__Work request__
Exclude all pictures, then copy each of the records exactly as written.
┌────────
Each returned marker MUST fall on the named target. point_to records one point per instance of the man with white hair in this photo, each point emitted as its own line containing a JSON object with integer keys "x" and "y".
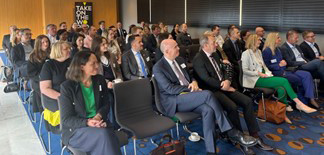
{"x": 51, "y": 33}
{"x": 179, "y": 92}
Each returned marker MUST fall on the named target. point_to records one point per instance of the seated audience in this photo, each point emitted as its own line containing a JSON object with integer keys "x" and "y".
{"x": 88, "y": 38}
{"x": 109, "y": 66}
{"x": 179, "y": 92}
{"x": 84, "y": 106}
{"x": 78, "y": 44}
{"x": 120, "y": 31}
{"x": 175, "y": 31}
{"x": 113, "y": 46}
{"x": 294, "y": 57}
{"x": 302, "y": 80}
{"x": 51, "y": 33}
{"x": 216, "y": 32}
{"x": 233, "y": 51}
{"x": 35, "y": 63}
{"x": 212, "y": 74}
{"x": 259, "y": 31}
{"x": 62, "y": 35}
{"x": 51, "y": 77}
{"x": 244, "y": 35}
{"x": 257, "y": 74}
{"x": 20, "y": 53}
{"x": 63, "y": 26}
{"x": 102, "y": 27}
{"x": 309, "y": 46}
{"x": 184, "y": 38}
{"x": 136, "y": 63}
{"x": 158, "y": 53}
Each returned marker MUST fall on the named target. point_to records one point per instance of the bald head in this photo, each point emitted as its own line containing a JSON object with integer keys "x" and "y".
{"x": 170, "y": 49}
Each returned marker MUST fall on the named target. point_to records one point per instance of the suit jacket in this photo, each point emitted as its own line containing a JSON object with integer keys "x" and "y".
{"x": 169, "y": 84}
{"x": 233, "y": 56}
{"x": 131, "y": 69}
{"x": 308, "y": 51}
{"x": 18, "y": 56}
{"x": 205, "y": 73}
{"x": 289, "y": 55}
{"x": 124, "y": 33}
{"x": 72, "y": 105}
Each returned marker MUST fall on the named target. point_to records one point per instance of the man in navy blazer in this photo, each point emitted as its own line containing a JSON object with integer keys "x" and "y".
{"x": 295, "y": 58}
{"x": 309, "y": 47}
{"x": 180, "y": 92}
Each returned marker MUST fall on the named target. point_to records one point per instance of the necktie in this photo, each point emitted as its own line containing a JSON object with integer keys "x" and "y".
{"x": 182, "y": 79}
{"x": 218, "y": 71}
{"x": 138, "y": 54}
└────────
__Reply to the exercise__
Each returned marker MUST fall on the named target. point_to records one point per instance of the man with white hair in this photo, each point emitted as its own line containing a JSON object with integer keys "x" and "y".
{"x": 51, "y": 33}
{"x": 179, "y": 92}
Each returned marker MUST fall on the named target. point_to records one point per instance of the seated audience in this photo, each point emitted as its own line containing a JSON object with integer keys "x" and "y".
{"x": 88, "y": 38}
{"x": 109, "y": 66}
{"x": 179, "y": 92}
{"x": 84, "y": 106}
{"x": 78, "y": 44}
{"x": 120, "y": 31}
{"x": 175, "y": 31}
{"x": 113, "y": 46}
{"x": 294, "y": 57}
{"x": 302, "y": 80}
{"x": 51, "y": 33}
{"x": 216, "y": 32}
{"x": 233, "y": 51}
{"x": 35, "y": 63}
{"x": 212, "y": 74}
{"x": 259, "y": 31}
{"x": 62, "y": 35}
{"x": 51, "y": 77}
{"x": 244, "y": 35}
{"x": 257, "y": 74}
{"x": 20, "y": 53}
{"x": 63, "y": 26}
{"x": 102, "y": 27}
{"x": 309, "y": 46}
{"x": 184, "y": 38}
{"x": 136, "y": 63}
{"x": 158, "y": 53}
Each returned marker MUST fall on the named target. point_to records one point per instance of the bald head in this photo, each point emitted as its own line containing a JSON object with integer keys "x" and "y".
{"x": 170, "y": 49}
Each returned marker MUST fall on the named target. point_to records one point per instance of the suit jacket in this photo, each point emitted as its own line containing a JSON object with integer keys "x" and "y".
{"x": 169, "y": 84}
{"x": 233, "y": 56}
{"x": 131, "y": 69}
{"x": 308, "y": 51}
{"x": 18, "y": 56}
{"x": 205, "y": 73}
{"x": 289, "y": 55}
{"x": 124, "y": 33}
{"x": 72, "y": 105}
Each returned marker MUST fall on the named target. point_to records one point per instance of the man in navy blazer in this photo, each point emitted as its own line containing a JSON object with integer keys "x" and "y".
{"x": 295, "y": 58}
{"x": 309, "y": 47}
{"x": 180, "y": 92}
Each returned marker MUST fall on the named target. point_to records one point per instance of the necktie in this photo, each point emitted as its own line containing a JSON object with integer keys "x" and "y".
{"x": 182, "y": 79}
{"x": 218, "y": 71}
{"x": 138, "y": 54}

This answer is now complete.